__Task to complete__
Set every entry down again exactly, omitting none.

__Excerpted records__
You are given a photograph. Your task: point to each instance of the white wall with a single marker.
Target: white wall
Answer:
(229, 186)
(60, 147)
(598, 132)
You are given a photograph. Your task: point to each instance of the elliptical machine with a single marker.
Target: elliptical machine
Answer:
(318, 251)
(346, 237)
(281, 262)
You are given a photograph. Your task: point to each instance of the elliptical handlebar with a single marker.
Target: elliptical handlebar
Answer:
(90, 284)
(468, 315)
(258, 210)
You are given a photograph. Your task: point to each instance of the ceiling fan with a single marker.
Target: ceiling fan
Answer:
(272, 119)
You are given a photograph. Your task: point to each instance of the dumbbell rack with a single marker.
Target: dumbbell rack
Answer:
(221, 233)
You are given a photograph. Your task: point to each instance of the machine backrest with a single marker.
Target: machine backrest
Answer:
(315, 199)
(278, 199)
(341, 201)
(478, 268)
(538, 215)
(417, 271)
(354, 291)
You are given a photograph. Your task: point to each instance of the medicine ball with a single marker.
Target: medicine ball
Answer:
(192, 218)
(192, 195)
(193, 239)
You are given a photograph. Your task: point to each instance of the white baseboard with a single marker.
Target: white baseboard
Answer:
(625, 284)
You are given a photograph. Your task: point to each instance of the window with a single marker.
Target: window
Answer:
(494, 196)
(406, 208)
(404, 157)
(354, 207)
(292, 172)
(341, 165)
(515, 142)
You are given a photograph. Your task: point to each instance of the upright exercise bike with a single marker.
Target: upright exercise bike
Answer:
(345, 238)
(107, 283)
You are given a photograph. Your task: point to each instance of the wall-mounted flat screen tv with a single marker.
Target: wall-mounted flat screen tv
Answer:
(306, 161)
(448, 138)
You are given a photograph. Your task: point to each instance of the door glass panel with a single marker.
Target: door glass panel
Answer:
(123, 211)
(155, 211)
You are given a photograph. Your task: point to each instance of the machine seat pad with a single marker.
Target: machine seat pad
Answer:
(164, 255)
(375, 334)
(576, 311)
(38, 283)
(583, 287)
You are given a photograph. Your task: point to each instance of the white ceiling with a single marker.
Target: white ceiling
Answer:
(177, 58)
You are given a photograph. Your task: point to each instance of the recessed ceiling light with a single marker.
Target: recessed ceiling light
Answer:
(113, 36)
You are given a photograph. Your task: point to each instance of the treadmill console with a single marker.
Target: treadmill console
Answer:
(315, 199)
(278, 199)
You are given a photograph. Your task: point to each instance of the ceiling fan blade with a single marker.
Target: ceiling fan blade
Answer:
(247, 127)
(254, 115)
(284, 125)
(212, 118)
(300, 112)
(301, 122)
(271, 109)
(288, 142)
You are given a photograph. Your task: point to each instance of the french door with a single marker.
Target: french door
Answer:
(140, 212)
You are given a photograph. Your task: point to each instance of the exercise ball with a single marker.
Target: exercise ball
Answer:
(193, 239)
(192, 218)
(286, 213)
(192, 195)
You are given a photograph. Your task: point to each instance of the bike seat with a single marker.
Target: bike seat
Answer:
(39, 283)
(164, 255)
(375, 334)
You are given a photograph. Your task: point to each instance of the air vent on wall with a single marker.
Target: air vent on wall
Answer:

__Response to the task__
You are given a photograph. Your task: point to each instance of the white wall with a single marker.
Target: white wall
Answer:
(229, 186)
(60, 147)
(598, 132)
You are given a photograph. Your task: point to each instance of the elliptical machine with a single marker.
Target: elliptical machine
Answer:
(318, 251)
(346, 237)
(281, 262)
You are given a photograph. Your task: point to each instance of the elliptical handlebar with a single marker.
Target: elliptical handlebar
Answer:
(90, 284)
(468, 315)
(258, 210)
You are given a photograph. Your task: point to each instance of the ceiling fan with a single marker.
Target: ceiling fan
Answer:
(272, 119)
You are given a photograph. Your task: point to each instance of the dumbbell rack with a single marker.
Target: dumbbell rack
Answer:
(221, 233)
You are given a photograph. Your task: point to each instance of the machine backrest with a single marker.
Target: machine backrest
Answer:
(315, 199)
(278, 199)
(341, 201)
(478, 268)
(538, 215)
(417, 271)
(354, 291)
You are given a photograph. Your task: point to each instance of the medicine ball with a single marker.
Target: medicine ball
Answer:
(192, 218)
(192, 195)
(193, 239)
You are given a photograph. Your task: point to each instance of the white baseboard with a single marker.
Target: white baseboard
Answer:
(625, 284)
You are given a photograph. Your task: point to each instance of the window with a single marker.
Target: window
Answer:
(494, 196)
(406, 208)
(404, 157)
(354, 207)
(292, 172)
(341, 165)
(515, 142)
You are given a photograph. Your task: point to each instance of the upright exercise bike with a single marker.
Target: upright exercise bike
Answer:
(345, 238)
(107, 283)
You are given a photograph. Your task: point to each instance of the wall-mounted flat screen tv with a single marker.
Target: wall-mounted flat screen tv
Answer:
(306, 161)
(448, 138)
You are given a photograph. Your task: point to each instance of the door glass panel with a single marker.
Target: door glass panel
Answer:
(123, 211)
(155, 211)
You are given a photograph. Your task: point to each instance of the machine seat pad with a single marker.
Target: machine seat pad
Answer:
(164, 255)
(375, 334)
(576, 311)
(38, 283)
(583, 287)
You are given a photograph. Your task: point to each instance of the white ceiling with a single marker.
Target: white ceiling
Answer:
(177, 58)
You are given a photograph. Your task: point to each instance of the recessed ceiling light with a single marker.
Target: recessed ceiling light
Answer:
(113, 36)
You are given a photograph. Your task: point to each instance of the treadmill console with a single marker.
Target: treadmill console
Answer:
(315, 199)
(278, 199)
You are given a photograph. Your task: point to each instance of the ceiling fan blade with a single marker.
Target: ceiling fan blade
Answer:
(247, 127)
(254, 115)
(284, 125)
(212, 118)
(300, 112)
(301, 122)
(271, 109)
(288, 142)
You are given a photograph. Your task: point to each instance of the french door with a single marker.
Target: french door
Answer:
(140, 212)
You are given a photograph. Your task: point to each instance of the exercise ball with a single marker.
Target: exercise ball
Answer:
(193, 239)
(192, 218)
(286, 213)
(192, 195)
You are given a photograph. Your task: point to each instance of the bike seat with a single marker.
Target: bike seat
Answer:
(39, 283)
(164, 255)
(375, 334)
You are given a photograph. Your task: point to each instance of the air vent on wall with a single marker.
Target: air vent on wall
Answer:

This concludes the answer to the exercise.